* [Exercise details] Starting at the beginning of the entries and ending at the line containing "box: [266, 124, 277, 150]", give those lines again with "prompts" swapped for "cues" and everything else unchanged. Leave the pictures out.

* [Dataset excerpts]

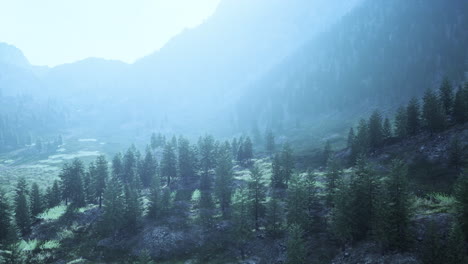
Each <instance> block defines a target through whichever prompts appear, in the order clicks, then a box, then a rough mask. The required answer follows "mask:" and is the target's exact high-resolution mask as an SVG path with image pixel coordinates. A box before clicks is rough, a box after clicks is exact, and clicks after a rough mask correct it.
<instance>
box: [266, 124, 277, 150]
mask: <svg viewBox="0 0 468 264" xmlns="http://www.w3.org/2000/svg"><path fill="white" fill-rule="evenodd" d="M265 135H266V138H265V150H266V151H267V153H268V154H270V155H271V154H273V152H275V135H274V134H273V131H271V130H270V129H269V130H267V132H266V133H265Z"/></svg>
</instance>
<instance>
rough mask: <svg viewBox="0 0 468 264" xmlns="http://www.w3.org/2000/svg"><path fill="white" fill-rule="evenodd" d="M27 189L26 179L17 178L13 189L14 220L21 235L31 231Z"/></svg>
mask: <svg viewBox="0 0 468 264" xmlns="http://www.w3.org/2000/svg"><path fill="white" fill-rule="evenodd" d="M27 197H28V190H27V184H26V179H24V178H23V177H21V178H19V179H18V183H17V185H16V190H15V222H16V225H17V226H18V228H19V231H20V233H21V235H22V236H26V235H28V234H29V232H30V231H31V213H30V211H29V204H28V198H27Z"/></svg>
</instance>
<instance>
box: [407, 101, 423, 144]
mask: <svg viewBox="0 0 468 264" xmlns="http://www.w3.org/2000/svg"><path fill="white" fill-rule="evenodd" d="M419 108H420V107H419V102H418V99H416V98H414V97H413V98H411V100H410V101H409V103H408V106H407V107H406V118H407V121H406V132H407V133H408V135H410V136H414V135H416V134H417V133H418V132H419V130H420V128H421V124H420V115H421V113H420V111H419Z"/></svg>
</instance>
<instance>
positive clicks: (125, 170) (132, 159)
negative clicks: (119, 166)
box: [122, 146, 137, 184]
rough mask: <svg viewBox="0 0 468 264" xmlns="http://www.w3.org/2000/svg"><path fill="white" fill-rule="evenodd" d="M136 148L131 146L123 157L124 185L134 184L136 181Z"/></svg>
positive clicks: (132, 146) (136, 163)
mask: <svg viewBox="0 0 468 264" xmlns="http://www.w3.org/2000/svg"><path fill="white" fill-rule="evenodd" d="M134 150H135V146H131V147H130V148H129V149H128V150H127V152H126V153H125V155H124V157H123V163H122V165H123V166H122V170H123V171H122V183H123V184H129V183H131V184H133V183H134V181H135V180H136V179H135V178H136V168H137V159H136V157H135V151H134Z"/></svg>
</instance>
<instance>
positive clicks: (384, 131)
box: [382, 117, 393, 140]
mask: <svg viewBox="0 0 468 264" xmlns="http://www.w3.org/2000/svg"><path fill="white" fill-rule="evenodd" d="M382 136H383V139H384V140H388V139H389V138H391V137H392V136H393V131H392V124H391V123H390V119H388V118H387V117H386V118H385V120H384V124H383V128H382Z"/></svg>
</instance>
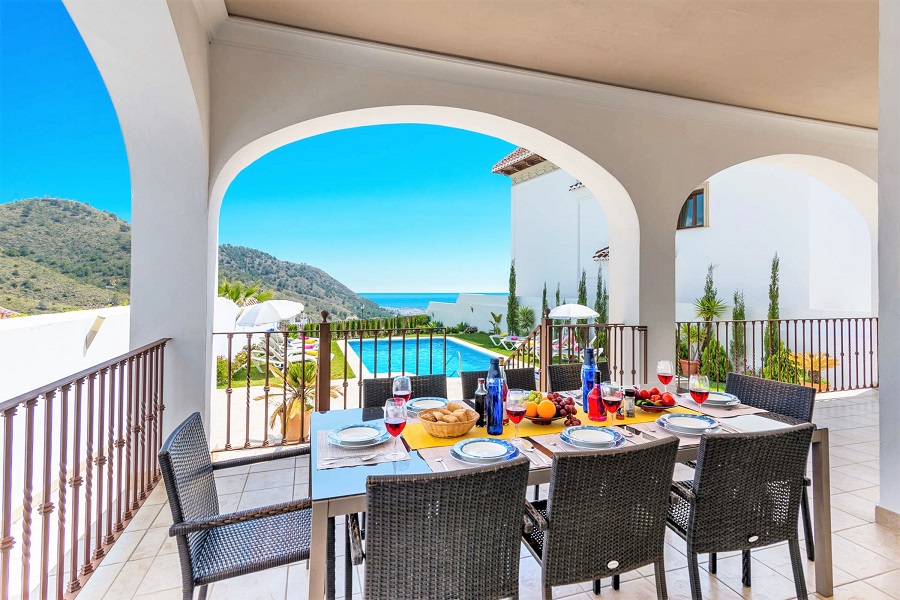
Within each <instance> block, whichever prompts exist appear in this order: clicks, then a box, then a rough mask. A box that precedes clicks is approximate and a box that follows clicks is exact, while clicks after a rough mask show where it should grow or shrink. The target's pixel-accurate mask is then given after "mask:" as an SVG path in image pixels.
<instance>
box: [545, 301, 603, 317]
mask: <svg viewBox="0 0 900 600" xmlns="http://www.w3.org/2000/svg"><path fill="white" fill-rule="evenodd" d="M599 316H600V313H598V312H597V311H595V310H593V309H592V308H588V307H587V306H584V305H583V304H563V305H561V306H557V307H556V308H554V309H553V310H551V311H550V318H551V319H594V318H596V317H599Z"/></svg>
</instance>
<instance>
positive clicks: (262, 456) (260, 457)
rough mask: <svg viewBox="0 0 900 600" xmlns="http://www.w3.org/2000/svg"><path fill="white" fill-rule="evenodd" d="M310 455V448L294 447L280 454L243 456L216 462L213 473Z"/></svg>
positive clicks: (265, 454)
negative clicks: (274, 461) (252, 465)
mask: <svg viewBox="0 0 900 600" xmlns="http://www.w3.org/2000/svg"><path fill="white" fill-rule="evenodd" d="M306 454H309V446H294V447H293V448H288V449H287V450H281V451H279V452H269V453H266V454H255V455H253V456H242V457H240V458H231V459H228V460H220V461H218V462H214V463H213V464H212V465H213V471H218V470H219V469H231V468H232V467H243V466H244V465H252V464H255V463H258V462H266V461H267V460H280V459H282V458H293V457H295V456H304V455H306Z"/></svg>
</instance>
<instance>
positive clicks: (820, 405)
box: [79, 391, 900, 600]
mask: <svg viewBox="0 0 900 600" xmlns="http://www.w3.org/2000/svg"><path fill="white" fill-rule="evenodd" d="M877 413H878V394H877V392H871V391H870V392H865V393H860V394H845V395H840V396H832V397H827V396H823V397H822V398H820V400H819V401H818V403H817V406H816V411H815V420H816V422H817V423H819V424H820V425H822V426H826V427H828V428H829V429H830V431H831V488H832V528H833V532H834V535H833V545H834V581H835V597H836V598H841V599H849V598H860V599H865V600H879V599H883V598H898V599H900V533H898V532H895V531H892V530H890V529H886V528H884V527H881V526H879V525H876V524H874V523H873V518H874V517H873V515H874V505H875V502H876V501H877V500H878V428H877V422H878V420H877ZM308 481H309V467H308V462H307V459H306V458H305V457H304V458H301V459H296V460H295V459H287V460H282V461H275V462H272V463H270V464H265V465H254V466H253V467H244V468H243V469H236V470H233V471H230V472H228V473H222V474H221V477H218V478H217V484H218V487H219V493H220V495H221V496H220V503H221V509H222V511H223V512H227V511H232V510H237V509H244V508H251V507H254V506H261V505H265V504H272V503H275V502H283V501H286V500H290V499H292V498H302V497H305V496H306V495H307V485H308ZM170 523H171V513H170V512H169V508H168V505H167V504H166V501H165V493H164V491H163V488H162V484H160V486H158V487H157V489H156V490H155V491H154V493H153V494H152V496H151V497H150V499H149V500H148V501H147V503H146V504H145V505H144V507H143V508H141V510H140V512H139V513H138V514H137V516H136V517H135V518H134V520H133V521H132V522H131V523H130V524H129V526H128V528H127V530H126V532H125V533H124V534H123V535H122V537H121V539H120V540H119V541H118V542H117V543H116V545H115V546H114V548H113V551H112V552H111V553H110V555H109V556H108V557H107V558H106V559H105V560H104V561H103V563H102V565H101V566H100V568H99V569H98V571H97V573H96V574H95V575H94V576H93V577H92V578H91V579H90V580H89V581H88V584H87V586H86V587H85V589H84V591H82V593H81V594H80V595H79V600H100V599H103V600H131V599H134V600H168V599H171V600H176V599H178V598H181V590H180V585H181V573H180V569H179V566H178V554H177V549H176V547H175V544H174V540H173V539H172V538H169V537H167V527H168V525H169V524H170ZM801 534H802V528H801ZM338 536H339V537H338V538H337V539H338V540H340V539H342V536H343V529H340V528H339V531H338ZM337 546H338V553H339V554H341V553H342V552H343V544H342V543H338V544H337ZM521 561H522V562H521V566H520V581H521V586H520V594H521V598H522V600H530V599H532V598H534V599H537V598H540V570H539V568H538V566H537V563H536V562H535V561H534V560H533V559H532V558H531V556H530V555H529V554H528V553H527V551H526V550H524V548H523V550H522V558H521ZM701 561H702V562H701V568H702V581H703V588H704V593H703V595H704V598H711V599H719V600H731V599H735V598H757V599H765V600H780V599H787V598H793V597H794V586H793V582H792V579H791V570H790V561H789V558H788V551H787V547H786V546H785V545H784V544H781V545H777V546H773V547H770V548H766V549H764V550H759V551H755V552H753V563H754V564H753V587H752V588H743V587H742V586H741V575H740V570H741V568H740V556H739V555H738V554H737V553H730V554H723V555H720V558H719V569H718V571H719V573H718V576H714V575H710V574H709V573H708V572H707V571H706V570H705V567H706V564H705V556H703V557H702V558H701ZM686 564H687V562H686V558H685V555H684V543H683V542H682V541H681V540H680V539H679V538H677V537H676V536H674V535H672V536H670V537H669V538H668V540H667V545H666V568H667V570H668V572H667V574H666V580H667V583H668V589H669V597H670V598H672V599H682V598H685V599H686V598H690V588H689V583H688V575H687V568H686ZM342 569H343V561H342V560H339V561H338V584H337V585H338V593H339V594H340V593H342V582H343V576H342V575H343V570H342ZM357 571H358V572H357V573H356V577H355V594H356V595H354V599H356V598H359V597H360V596H359V589H360V588H359V582H360V581H361V580H362V574H363V571H362V567H360V568H358V569H357ZM306 573H307V571H306V565H305V563H298V564H295V565H290V566H288V567H282V568H278V569H272V570H269V571H264V572H262V573H257V574H253V575H248V576H245V577H241V578H237V579H232V580H229V581H226V582H221V583H216V584H214V585H213V586H211V589H210V595H209V597H210V598H212V599H215V600H223V599H232V598H234V599H238V598H239V599H240V600H262V599H273V600H287V599H292V600H302V599H304V598H306V593H307V583H306ZM806 573H807V578H806V581H807V586H809V588H810V592H812V591H813V590H814V587H815V582H814V578H813V563H807V569H806ZM622 579H623V582H622V586H621V589H620V590H619V591H618V592H614V591H613V590H612V588H611V587H609V586H608V582H604V590H603V596H602V597H605V598H612V599H620V600H632V599H644V598H648V599H649V598H655V597H656V594H655V587H654V583H653V569H652V567H645V568H643V569H641V570H640V571H638V572H635V573H630V574H628V575H627V576H623V578H622ZM595 597H596V596H594V594H593V593H592V592H591V587H590V583H589V582H586V583H584V584H580V585H570V586H565V587H560V588H556V589H555V591H554V598H571V599H579V600H587V599H588V598H595Z"/></svg>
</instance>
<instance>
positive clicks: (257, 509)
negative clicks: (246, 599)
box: [158, 413, 334, 600]
mask: <svg viewBox="0 0 900 600" xmlns="http://www.w3.org/2000/svg"><path fill="white" fill-rule="evenodd" d="M306 454H309V447H308V446H295V447H293V448H290V449H287V450H282V451H280V452H273V453H271V454H263V455H256V456H246V457H241V458H235V459H232V460H226V461H221V462H216V463H213V462H211V461H210V452H209V447H208V446H207V443H206V434H205V433H204V431H203V423H202V421H201V419H200V414H199V413H194V414H192V415H191V416H189V417H188V418H187V419H186V420H185V421H184V422H183V423H181V424H180V425H179V426H178V427H176V428H175V431H173V432H172V434H171V435H170V436H169V438H168V439H167V440H166V443H165V444H163V446H162V448H161V449H160V451H159V456H158V458H159V466H160V470H161V471H162V477H163V482H164V483H165V486H166V494H167V495H168V498H169V507H170V508H171V510H172V522H173V523H174V524H173V525H172V526H171V527H170V528H169V535H170V536H173V537H175V538H176V540H177V543H178V555H179V558H180V561H181V578H182V586H181V589H182V595H183V597H184V598H185V600H189V599H191V598H193V594H194V588H200V598H201V599H203V598H205V597H206V586H207V585H209V584H210V583H213V582H215V581H221V580H223V579H229V578H231V577H237V576H239V575H245V574H247V573H254V572H256V571H262V570H264V569H270V568H272V567H278V566H282V565H287V564H290V563H293V562H297V561H299V560H306V559H308V558H309V551H310V548H309V546H310V533H311V519H312V510H311V506H312V503H311V502H310V500H309V499H308V498H307V499H303V500H294V501H292V502H285V503H283V504H275V505H272V506H265V507H261V508H253V509H249V510H242V511H238V512H234V513H230V514H219V500H218V495H217V492H216V480H215V477H214V476H213V471H217V470H219V469H227V468H230V467H239V466H244V465H249V464H253V463H258V462H263V461H268V460H277V459H281V458H290V457H295V456H301V455H306ZM328 541H329V550H328V563H327V568H328V574H329V576H328V577H327V579H326V581H329V582H330V585H331V586H332V589H331V596H332V597H333V585H334V552H333V546H334V520H333V519H331V520H330V521H329V529H328Z"/></svg>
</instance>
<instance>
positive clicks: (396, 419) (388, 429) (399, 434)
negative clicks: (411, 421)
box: [384, 417, 406, 437]
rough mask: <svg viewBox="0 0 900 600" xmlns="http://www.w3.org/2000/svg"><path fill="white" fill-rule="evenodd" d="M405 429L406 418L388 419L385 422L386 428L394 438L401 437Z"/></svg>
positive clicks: (396, 418) (400, 417)
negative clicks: (401, 432) (404, 429)
mask: <svg viewBox="0 0 900 600" xmlns="http://www.w3.org/2000/svg"><path fill="white" fill-rule="evenodd" d="M404 427H406V419H404V418H401V417H388V418H386V419H385V420H384V428H385V429H387V430H388V433H390V434H391V435H392V436H394V437H397V436H398V435H400V432H402V431H403V428H404Z"/></svg>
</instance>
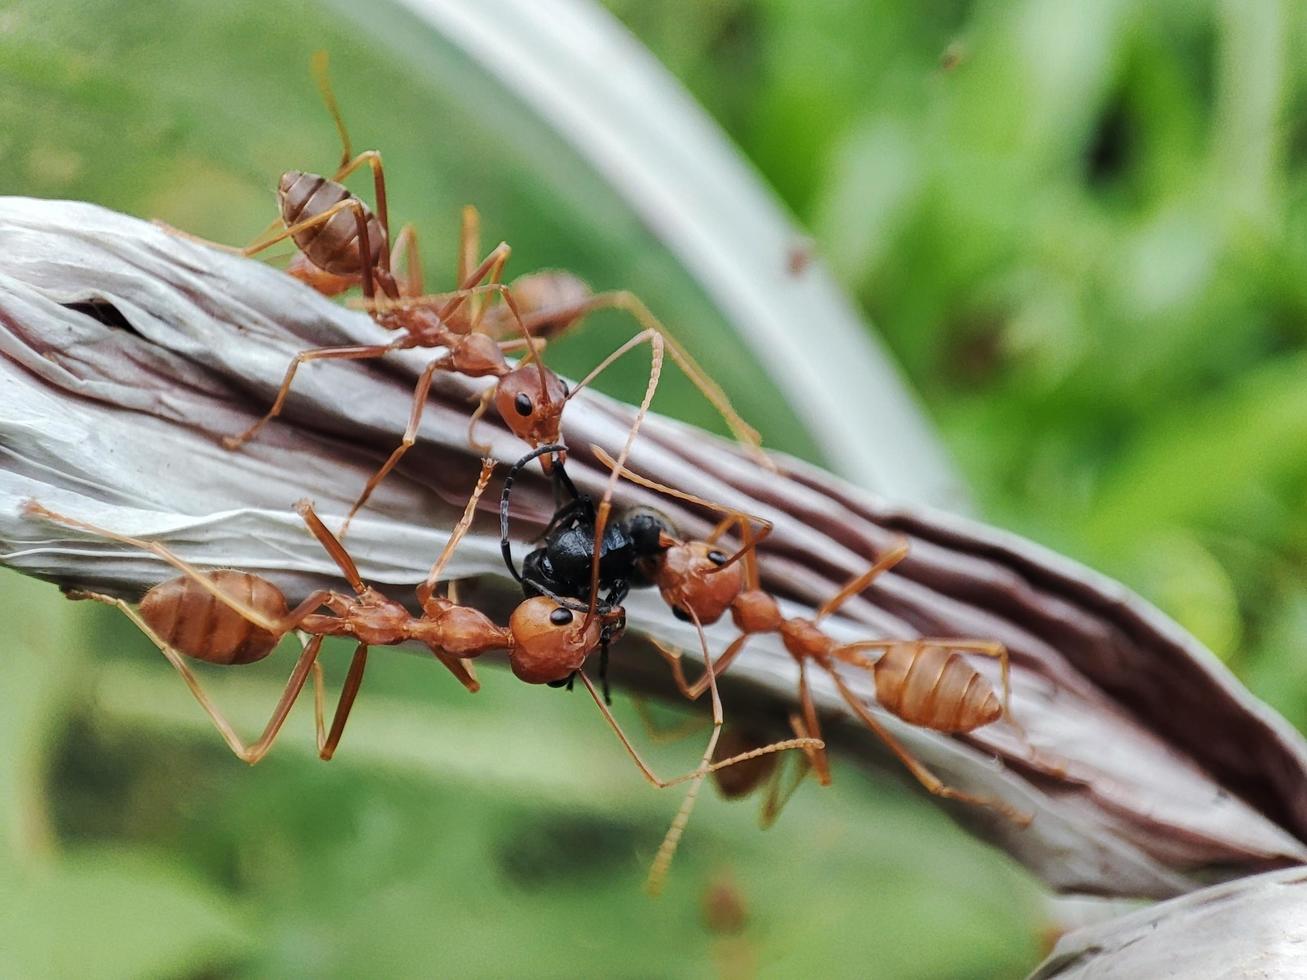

* [Solved exercise]
Each <instance> block defines a target through whichever cues appear, in the order clicks, then a box, then a rough mask. The required answer follows "mask:" and is the target's exact high-resolution mask as an SVG path with image pixel coordinates. A box before clicks is rough, a box after clicks is exact, and clicks after a rough mask correct it.
<instance>
box: [266, 124, 277, 150]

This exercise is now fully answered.